[Shape annotation entries]
-- Begin --

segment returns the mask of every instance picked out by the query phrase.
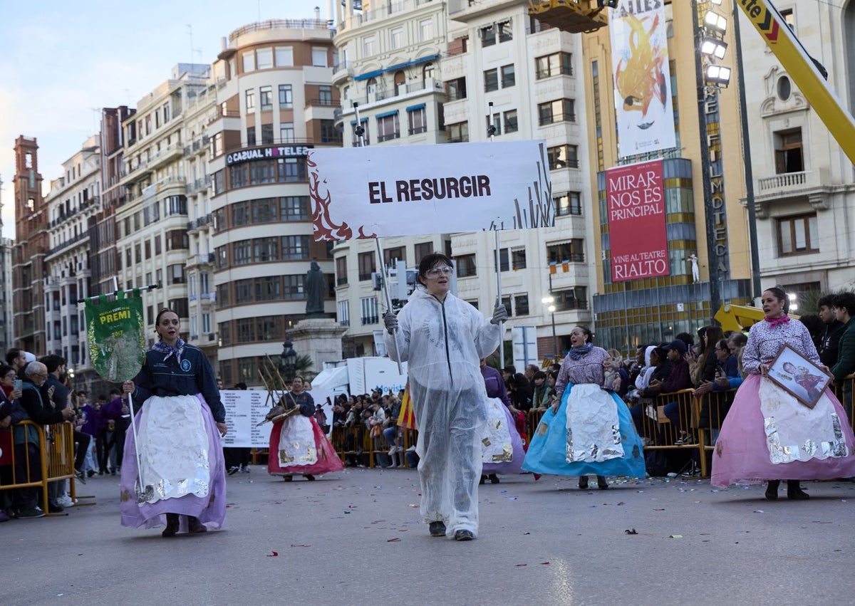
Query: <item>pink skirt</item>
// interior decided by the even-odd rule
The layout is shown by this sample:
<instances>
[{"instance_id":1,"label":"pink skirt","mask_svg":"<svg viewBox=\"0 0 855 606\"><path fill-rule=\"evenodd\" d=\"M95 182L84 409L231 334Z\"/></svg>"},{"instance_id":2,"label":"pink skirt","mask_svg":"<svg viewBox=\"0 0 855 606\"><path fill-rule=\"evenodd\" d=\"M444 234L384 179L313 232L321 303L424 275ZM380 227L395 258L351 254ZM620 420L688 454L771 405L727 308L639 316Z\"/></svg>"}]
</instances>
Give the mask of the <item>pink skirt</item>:
<instances>
[{"instance_id":1,"label":"pink skirt","mask_svg":"<svg viewBox=\"0 0 855 606\"><path fill-rule=\"evenodd\" d=\"M321 426L312 417L307 417L312 423L312 435L315 437L315 448L317 450L318 460L311 465L288 465L280 467L279 464L279 439L282 433L282 423L280 421L273 425L270 430L270 454L268 455L268 474L274 475L322 475L333 471L341 471L345 464L335 454L335 449L324 435Z\"/></svg>"},{"instance_id":2,"label":"pink skirt","mask_svg":"<svg viewBox=\"0 0 855 606\"><path fill-rule=\"evenodd\" d=\"M752 374L743 381L722 424L722 432L712 454L712 485L761 484L767 480L855 477L855 436L843 407L828 390L825 395L831 400L840 419L846 456L782 463L771 462L760 410L760 381L759 374Z\"/></svg>"}]
</instances>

-- End --

Set problem
Write out every line of the items above word for word, leaving out the pictures.

Solution
segment returns the mask of every instance picked out by the query phrase.
Query: <item>pink skirt</item>
// interior decided by the even-odd rule
The layout is shown by this sample:
<instances>
[{"instance_id":1,"label":"pink skirt","mask_svg":"<svg viewBox=\"0 0 855 606\"><path fill-rule=\"evenodd\" d=\"M95 182L84 409L231 334Z\"/></svg>"},{"instance_id":2,"label":"pink skirt","mask_svg":"<svg viewBox=\"0 0 855 606\"><path fill-rule=\"evenodd\" d=\"M444 234L384 179L313 232L321 303L424 275ZM380 227L395 258L351 254ZM620 420L688 454L771 405L727 308L639 316Z\"/></svg>"}]
</instances>
Give the mask of the <item>pink skirt</item>:
<instances>
[{"instance_id":1,"label":"pink skirt","mask_svg":"<svg viewBox=\"0 0 855 606\"><path fill-rule=\"evenodd\" d=\"M321 426L312 417L307 417L312 423L312 435L315 437L315 448L317 450L318 460L311 465L288 465L280 467L279 464L279 439L282 433L282 423L280 421L273 425L270 430L270 454L268 455L268 474L274 475L322 475L333 471L341 471L345 464L335 454L335 449L324 435Z\"/></svg>"},{"instance_id":2,"label":"pink skirt","mask_svg":"<svg viewBox=\"0 0 855 606\"><path fill-rule=\"evenodd\" d=\"M752 374L743 381L722 424L722 432L712 454L712 485L761 484L767 480L855 477L855 436L843 407L828 390L825 395L831 400L840 419L846 456L782 463L771 462L760 410L760 381L759 374Z\"/></svg>"}]
</instances>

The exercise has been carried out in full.